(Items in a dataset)
------------------------
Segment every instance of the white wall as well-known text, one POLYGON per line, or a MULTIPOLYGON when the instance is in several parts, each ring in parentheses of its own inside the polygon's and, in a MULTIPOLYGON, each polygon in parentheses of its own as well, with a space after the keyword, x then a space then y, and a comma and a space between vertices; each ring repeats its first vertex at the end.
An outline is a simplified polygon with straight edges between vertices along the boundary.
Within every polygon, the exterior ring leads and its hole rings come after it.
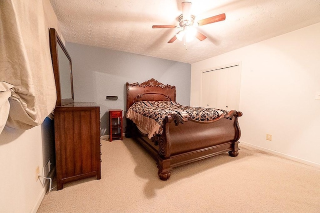
POLYGON ((320 23, 192 64, 190 105, 202 71, 240 62, 240 142, 320 164, 319 38, 320 23))
POLYGON ((36 205, 44 191, 36 181, 36 169, 42 168, 42 158, 40 126, 4 129, 0 135, 0 212, 30 212, 36 205))
MULTIPOLYGON (((42 2, 48 45, 48 27, 58 28, 58 19, 49 0, 42 2)), ((42 143, 46 144, 42 136, 40 126, 28 130, 6 127, 0 134, 0 213, 38 210, 46 192, 40 181, 36 181, 36 167, 40 171, 43 167, 42 143)))

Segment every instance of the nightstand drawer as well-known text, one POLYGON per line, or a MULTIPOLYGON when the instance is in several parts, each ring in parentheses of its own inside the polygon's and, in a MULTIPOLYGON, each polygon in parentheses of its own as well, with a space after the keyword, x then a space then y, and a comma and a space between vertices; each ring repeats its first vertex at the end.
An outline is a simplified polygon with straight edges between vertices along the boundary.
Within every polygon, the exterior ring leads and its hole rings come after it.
------------------------
PROBLEM STATEMENT >>
Print every line of the items above verbatim, leaving out the pictures.

TASK RESULT >>
Segment every instance of the white wall as well-known text, one POLYGON per line, or a MULTIPOLYGON when the instance is in several parts, each ring in parentheses of its own inside the polygon's and, in a MULTIPOLYGON, each polygon in parentheses of its own as well, with a space after the keyword, x then a space then y, and a comma and a space between vertices; each ring repeats its first vertex at the end.
An outline is a simplified polygon with straight edges between vertices along the boundary.
Within every polygon, the exterior ring leads and its hole rings come after it.
POLYGON ((320 23, 192 64, 190 105, 202 71, 240 62, 240 142, 320 164, 319 38, 320 23))
POLYGON ((36 205, 44 191, 36 181, 36 169, 42 168, 42 158, 40 126, 4 129, 0 135, 0 212, 30 212, 36 205))
MULTIPOLYGON (((42 2, 48 45, 48 27, 58 28, 58 19, 49 0, 42 2)), ((42 143, 46 144, 42 136, 40 126, 28 130, 6 127, 0 134, 0 213, 38 210, 46 192, 40 181, 36 181, 36 167, 40 171, 43 167, 42 143)))

Segment every instance of the nightstand drawer as well-known text, one POLYGON per line, or a MULTIPOLYGON when the instance is in several parts, each ring in parentheses of its own inside the polygon's and, in a MULTIPOLYGON, each polygon in parentheses of its own as well, with a space after the keyword, x then a space then y, and a comma and a space between vertices; each ring repeats its first vertex at the end.
An outline is a simplified polygon with straight edges between vertices along the boundary.
Within every polygon, the exterior ring leads and its hole rings come after it.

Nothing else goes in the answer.